**SOURCE DOCUMENT**
◇ ◇ ◇ ◇

Preferably, the selector has a line buffer for transferring data.
Preferably, a threshold value in view of performance of the first inverse orthogonal transformer and that of the second inverse orthogonal transformer are set to the selector, the threshold value is compared with the distribution flag by the inverse quantizer, and the inverse-quantized coefficient data is selectively outputted to the first inverse orthogonal transformer or the second inverse orthogonal transformer.
Preferably, in the selector, the threshold value is set to be a value such that blocks containing the significant coefficient data only in a predetermined line are processed at the first inverse orthogonal transformer.
In a second aspect of the present invention, there is provided an image processing method in which an input image signal is divided into blocks, image-compressed information quantized and being subject to an orthogonal transformation per each block is inversely quantized, and an inverse orthogonal transformation is performed for decoding. The image processing method includes a decoding step of decoding quantized and coded transform coefficients, an inverse-quantizing step of inverse-quantizing decoded transform coefficients by the decoding step, and indicating distribution information of significant coefficient data as flag information per each processing block of inverse quantization during the inverse quantization, a selection processing step of selectively outputting inverse-quantized coefficient data to any of a plurality of inverse orthogonal transformers, in response to the flag information by the inverse-quantizing step, and a transform processing step of performing inverse orthogonal transform processing at the inverse orthogonal transformer to which the inverse-quantized coefficient data is supplied.

◇ ◇ ◇ ◇

**BRIEF A**
In the passage on image processing, what does the selector preferably have for transferring data?
**BRIEF B**
Pick up the passage on image processing after its final sentence and extend it by a few sentences in the same style.

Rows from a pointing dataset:

◇ ◇ ◇ ◇

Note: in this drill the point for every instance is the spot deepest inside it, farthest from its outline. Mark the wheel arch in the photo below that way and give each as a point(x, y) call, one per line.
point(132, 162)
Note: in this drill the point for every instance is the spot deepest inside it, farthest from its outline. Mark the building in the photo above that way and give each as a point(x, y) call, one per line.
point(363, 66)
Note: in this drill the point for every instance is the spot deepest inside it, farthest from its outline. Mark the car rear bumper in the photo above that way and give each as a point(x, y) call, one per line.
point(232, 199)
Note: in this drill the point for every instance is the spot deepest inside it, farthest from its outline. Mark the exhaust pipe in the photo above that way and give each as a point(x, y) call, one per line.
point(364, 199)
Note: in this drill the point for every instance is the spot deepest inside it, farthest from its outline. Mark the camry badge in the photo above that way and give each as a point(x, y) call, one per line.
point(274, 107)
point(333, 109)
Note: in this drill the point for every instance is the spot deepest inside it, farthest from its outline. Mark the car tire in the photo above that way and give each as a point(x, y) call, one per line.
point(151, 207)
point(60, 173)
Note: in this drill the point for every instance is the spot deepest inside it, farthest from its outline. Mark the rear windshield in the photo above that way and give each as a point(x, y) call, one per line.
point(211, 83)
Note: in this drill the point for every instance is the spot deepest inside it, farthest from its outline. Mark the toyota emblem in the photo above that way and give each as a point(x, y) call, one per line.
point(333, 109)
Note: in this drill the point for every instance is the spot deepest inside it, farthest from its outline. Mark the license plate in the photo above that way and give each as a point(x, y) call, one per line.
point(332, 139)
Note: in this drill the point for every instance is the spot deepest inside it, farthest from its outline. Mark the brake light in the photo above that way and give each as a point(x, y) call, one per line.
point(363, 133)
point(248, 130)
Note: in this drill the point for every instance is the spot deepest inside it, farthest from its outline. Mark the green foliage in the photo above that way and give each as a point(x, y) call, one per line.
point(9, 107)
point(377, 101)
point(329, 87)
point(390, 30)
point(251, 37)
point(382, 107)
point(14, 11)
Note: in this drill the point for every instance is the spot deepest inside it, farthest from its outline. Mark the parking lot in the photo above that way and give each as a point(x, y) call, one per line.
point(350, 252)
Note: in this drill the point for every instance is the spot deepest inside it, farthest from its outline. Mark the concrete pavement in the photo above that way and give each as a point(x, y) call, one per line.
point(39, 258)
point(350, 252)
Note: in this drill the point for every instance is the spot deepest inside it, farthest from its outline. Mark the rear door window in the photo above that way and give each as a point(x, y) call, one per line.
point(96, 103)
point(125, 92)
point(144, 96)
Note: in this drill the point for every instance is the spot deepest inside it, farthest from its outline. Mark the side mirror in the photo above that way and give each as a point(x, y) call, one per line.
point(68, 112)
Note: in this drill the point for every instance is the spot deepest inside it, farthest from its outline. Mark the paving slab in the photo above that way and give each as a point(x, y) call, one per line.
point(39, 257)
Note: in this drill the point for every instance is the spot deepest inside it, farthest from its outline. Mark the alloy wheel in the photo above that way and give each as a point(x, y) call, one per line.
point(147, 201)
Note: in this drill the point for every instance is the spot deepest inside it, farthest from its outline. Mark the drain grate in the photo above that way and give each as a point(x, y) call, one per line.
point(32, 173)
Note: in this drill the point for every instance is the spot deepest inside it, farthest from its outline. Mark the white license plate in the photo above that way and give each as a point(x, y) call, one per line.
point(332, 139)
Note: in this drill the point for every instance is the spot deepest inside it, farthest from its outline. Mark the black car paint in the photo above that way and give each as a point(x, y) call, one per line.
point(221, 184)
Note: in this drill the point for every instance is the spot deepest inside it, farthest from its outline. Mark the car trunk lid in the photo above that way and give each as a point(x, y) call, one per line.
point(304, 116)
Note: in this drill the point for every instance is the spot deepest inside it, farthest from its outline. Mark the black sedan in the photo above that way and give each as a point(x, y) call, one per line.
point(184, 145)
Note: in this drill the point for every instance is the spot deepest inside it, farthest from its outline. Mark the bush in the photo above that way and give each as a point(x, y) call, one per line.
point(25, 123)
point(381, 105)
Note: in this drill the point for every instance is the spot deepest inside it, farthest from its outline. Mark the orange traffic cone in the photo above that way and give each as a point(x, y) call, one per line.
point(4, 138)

◇ ◇ ◇ ◇

**TASK RESPONSE A**
A line buffer.

**TASK RESPONSE B**
In a third aspect of the present invention, there is provided a program that causes a computer to execute image processing in which an input image signal is divided into blocks, image-compressed information quantized and being subject to an orthogonal transformation per each block is inversely quantized, and decoding is performed by an inverse orthogonal transform. The image processing includes decoding processing of decoding quantized and coded transform coefficients, inverse-quantizing processing of inverse-quantizing transform coefficients decoded by the decoding processing, and indicating distribution information about significant coefficient data as flag per each processing block of inverse quantization during the inverse quantization, selection processing of selectively outputting inversely quantized coefficient data to any of a plurality of inverse orthogonal transformers in response to the flag information by the inverse-quantizing processing, and transform processing of performing inverse orthogonal transform processing at the inverse orthogonal transformer to which the inverse-quantized coefficient data is supplied.
According to embodiments of the present invention, quantized and coded transform coefficients are decoded at the decoder and outputted to the inverse quantizer. At the inverse quantizer, the transform coefficients decoded by the decoder are inversely quantized. During the inverse quantization, the inverse quantizer indicates distribution information about significant coefficient data as flag information, per each block of inverse quantization processing.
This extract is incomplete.